• **DATA FOR PROCESSING**:
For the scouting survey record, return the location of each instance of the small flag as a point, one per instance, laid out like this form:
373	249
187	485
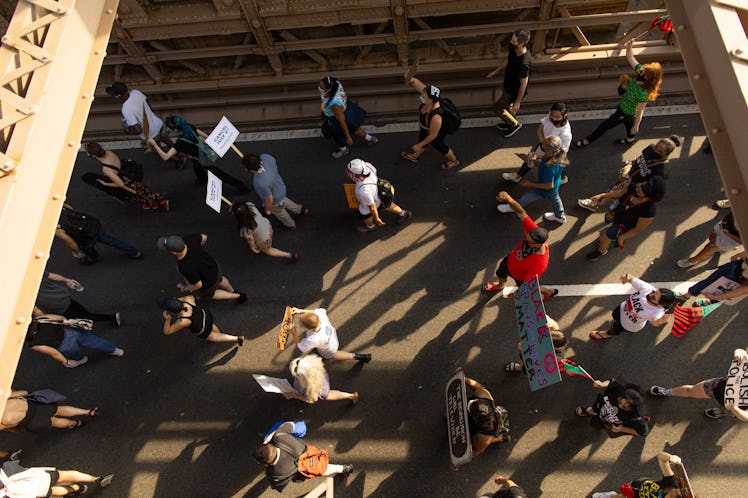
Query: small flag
572	369
686	318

• **GIVEN TASK**: Return every line of the records exactly as given, pictures excluded.

• **EXERCISE ANSWER**:
For the scouting survey record, return the location of each instance of the small flag as a point, one per instance, laid out like this form:
373	249
187	485
Query: small flag
572	369
686	318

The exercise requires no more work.